## [SUPPLIED INFORMATION]
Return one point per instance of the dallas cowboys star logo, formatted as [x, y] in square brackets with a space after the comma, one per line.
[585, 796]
==
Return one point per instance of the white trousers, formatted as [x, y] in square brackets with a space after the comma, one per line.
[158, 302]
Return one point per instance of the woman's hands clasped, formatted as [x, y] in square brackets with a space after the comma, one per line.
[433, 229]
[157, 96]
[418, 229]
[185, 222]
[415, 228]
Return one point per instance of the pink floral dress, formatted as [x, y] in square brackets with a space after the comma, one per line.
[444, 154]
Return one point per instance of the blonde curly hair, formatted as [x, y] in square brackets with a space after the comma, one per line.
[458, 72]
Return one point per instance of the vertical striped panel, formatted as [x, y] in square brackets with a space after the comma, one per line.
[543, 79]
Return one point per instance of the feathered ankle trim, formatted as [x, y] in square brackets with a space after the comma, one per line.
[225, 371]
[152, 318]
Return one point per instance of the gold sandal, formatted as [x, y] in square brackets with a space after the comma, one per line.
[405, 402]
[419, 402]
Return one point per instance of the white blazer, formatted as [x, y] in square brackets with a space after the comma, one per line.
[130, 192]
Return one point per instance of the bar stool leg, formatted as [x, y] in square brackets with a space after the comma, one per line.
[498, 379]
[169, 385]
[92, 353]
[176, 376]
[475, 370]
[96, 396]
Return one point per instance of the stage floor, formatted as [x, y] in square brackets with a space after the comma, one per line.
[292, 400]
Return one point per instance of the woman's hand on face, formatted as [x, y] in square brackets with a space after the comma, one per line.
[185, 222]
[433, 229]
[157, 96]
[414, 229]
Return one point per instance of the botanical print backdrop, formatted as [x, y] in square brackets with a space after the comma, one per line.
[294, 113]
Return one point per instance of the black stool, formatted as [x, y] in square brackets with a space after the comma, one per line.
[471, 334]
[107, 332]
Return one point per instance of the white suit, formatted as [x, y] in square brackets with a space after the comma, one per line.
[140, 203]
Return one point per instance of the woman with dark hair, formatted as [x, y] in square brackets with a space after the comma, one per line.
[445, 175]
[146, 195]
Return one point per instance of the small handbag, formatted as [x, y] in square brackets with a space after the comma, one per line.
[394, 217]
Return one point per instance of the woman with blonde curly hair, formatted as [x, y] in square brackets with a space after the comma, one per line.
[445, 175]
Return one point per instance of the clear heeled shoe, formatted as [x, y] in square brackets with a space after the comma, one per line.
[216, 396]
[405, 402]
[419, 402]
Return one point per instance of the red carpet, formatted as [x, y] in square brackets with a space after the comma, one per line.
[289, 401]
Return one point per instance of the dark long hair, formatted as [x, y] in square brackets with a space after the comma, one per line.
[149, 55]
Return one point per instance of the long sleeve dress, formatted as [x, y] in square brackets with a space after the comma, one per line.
--
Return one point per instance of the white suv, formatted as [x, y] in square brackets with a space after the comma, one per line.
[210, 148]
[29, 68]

## [WORK TO COMPLETE]
From the entries above, extract every line that contains the word "hair" and list them in their original order.

## [EXERCISE OUTPUT]
Return one point per instance of the blonde curly hair, formatted as [x, y] in square brackets with a space after the comma, one per line.
Return one point per instance of the woman with dark hair, formatted as [x, y] in square brackets with a space after the comma, one per line.
Return one point per instance of the woman with blonde curly hair, formatted as [x, y] in square brackets with a space after the comma, one per line.
Return one point per instance of the dark long hair, formatted as [x, y] in square brackets with a space after the comma, one per line.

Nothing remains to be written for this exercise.